Source passage:
HUD is pleased to announce its remaining Fair Housing Accessibility FIRST program replacement webinars. There will be 4 webinar events broadcast nationally during Summer 2020 to September 30, 2020. The schedule will be posted on our training calendar.

Read more about how to register for these webinar sessions. There are no fees for our webinar sessions.

HUD PROPOSES NEW RULE RECOGNIZING ADDITIONAL BUILDING CODES AND STANDARDS TO ENCOURAGE MORE HOUSING DEVELOPMENT

Proposed Rule to Adopt New Safe Harbors for Complying with the Fair Housing Act’s Design and Construction Requirements in Multifamily Housing

WASHINGTON - The U.S. Department of Housing and Urban Development (HUD) today announced a proposed rule that would recognize additional sets of standards and model building code editions that, when followed in the design and construction of new multifamily housing, will ensure compliance with the accessibility requirements of the Fair Housing Act.

“HUD is committed to supporting states, local communities, and the housing industry at large, in their efforts to build housing that is accessible to persons with disabilities,” said HUD Secretary Ben Carson. “HUD is happy to propose these additional safe harbors as a way to further encourage the development of housing that is open to all.”

Anna María Farías, HUD's Assistant Secretary for Fair Housing and Equal Opportunity added: “Adopting a model building code that HUD recognizes as a safe harbor is one very powerful way for states and local governments to deliver housing opportunities to people with disabilities. With the recognition of these additional safe harbors under our proposed rule, it will be easier than ever for states and local governments to step up to the plate and do their part to support people in their communities who need homes with accessible features.”

The Fair Housing Act requires that multifamily housing built after March 1991 contain accessible features for people with disabilities. Requirements include accessible common areas in buildings and developments, usable bathrooms and kitchens, wider doors, and environmental controls that can be reached by persons who use wheelchairs. The failure to include these features in buildings constructed after March 1991 violates federal law and makes a property difficult or impossible for persons with disabilities to use.

Under the proposed rule, HUD will incorporate more recent editions of currently recognized safe harbor standards and model building codes. HUD will amend its regulations to include the 2009 edition standards of the American National Standards Institute (ANSI), as well as the 2009, 2012, 2015, and 2018 editions of the International Building Code, as safe harbors for compliance with the accessibility requirements of the Fair Housing Act.

States and local communities across the nation often adopt or adapt model building codes for enforcement within their jurisdictions to ensure up-to-date, sound standards for construction. When fully adopting one of HUD’s “safe harbors,” state and local communities are assured that their building codes incorporate the requirements for accessible features in new multifamily housing buildings under the Fair Housing Act.

Work required:
Answer these about the HUD announcement:
(a) How many webinar events will be broadcast nationally?
(b) Multifamily housing built after what month and year must contain accessible features?
(c) Which editions of the International Building Code would be added as safe harbors?
None of the items are needed here.

Rows:

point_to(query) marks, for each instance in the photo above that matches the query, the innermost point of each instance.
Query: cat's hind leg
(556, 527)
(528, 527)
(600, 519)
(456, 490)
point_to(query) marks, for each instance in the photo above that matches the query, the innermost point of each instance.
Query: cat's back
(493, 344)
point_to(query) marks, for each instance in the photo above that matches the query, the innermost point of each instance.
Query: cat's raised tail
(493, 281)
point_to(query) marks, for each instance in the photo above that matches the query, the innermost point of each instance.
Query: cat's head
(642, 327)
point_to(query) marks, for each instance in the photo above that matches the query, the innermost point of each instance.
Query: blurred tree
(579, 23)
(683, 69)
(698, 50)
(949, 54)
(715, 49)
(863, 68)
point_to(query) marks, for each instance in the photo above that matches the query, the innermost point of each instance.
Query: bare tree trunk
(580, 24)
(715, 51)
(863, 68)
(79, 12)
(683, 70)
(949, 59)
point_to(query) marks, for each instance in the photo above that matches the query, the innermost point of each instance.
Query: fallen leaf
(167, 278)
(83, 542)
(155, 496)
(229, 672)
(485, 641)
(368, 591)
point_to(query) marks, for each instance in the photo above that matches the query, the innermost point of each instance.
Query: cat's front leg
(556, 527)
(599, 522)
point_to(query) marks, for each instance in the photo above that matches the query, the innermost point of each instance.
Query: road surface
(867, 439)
---
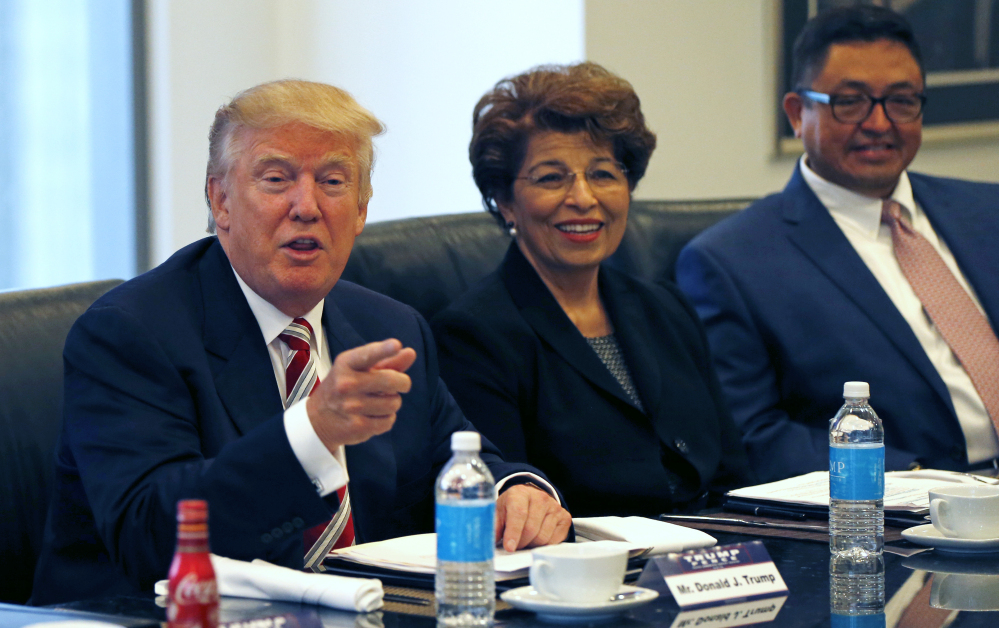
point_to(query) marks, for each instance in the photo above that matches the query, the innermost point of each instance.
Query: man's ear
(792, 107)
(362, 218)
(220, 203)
---
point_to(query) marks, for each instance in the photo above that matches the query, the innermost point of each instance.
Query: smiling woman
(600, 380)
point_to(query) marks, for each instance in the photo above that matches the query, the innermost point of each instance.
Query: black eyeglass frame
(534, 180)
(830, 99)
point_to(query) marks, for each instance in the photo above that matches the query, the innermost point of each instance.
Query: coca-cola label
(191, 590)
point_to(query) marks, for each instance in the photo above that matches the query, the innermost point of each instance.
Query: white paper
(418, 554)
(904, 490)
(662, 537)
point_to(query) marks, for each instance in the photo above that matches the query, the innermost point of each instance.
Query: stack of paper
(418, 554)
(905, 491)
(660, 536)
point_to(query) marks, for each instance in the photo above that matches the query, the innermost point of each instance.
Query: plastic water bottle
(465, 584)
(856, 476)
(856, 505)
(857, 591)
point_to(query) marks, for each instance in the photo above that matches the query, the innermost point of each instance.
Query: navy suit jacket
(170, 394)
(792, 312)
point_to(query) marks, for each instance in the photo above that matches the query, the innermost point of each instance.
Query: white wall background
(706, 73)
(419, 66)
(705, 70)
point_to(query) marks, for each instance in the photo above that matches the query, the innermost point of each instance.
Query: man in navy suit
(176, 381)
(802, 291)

Response to the exercise:
(a) 4
(b) March 1991
(c) The 2009, 2012, 2015, and 2018 editions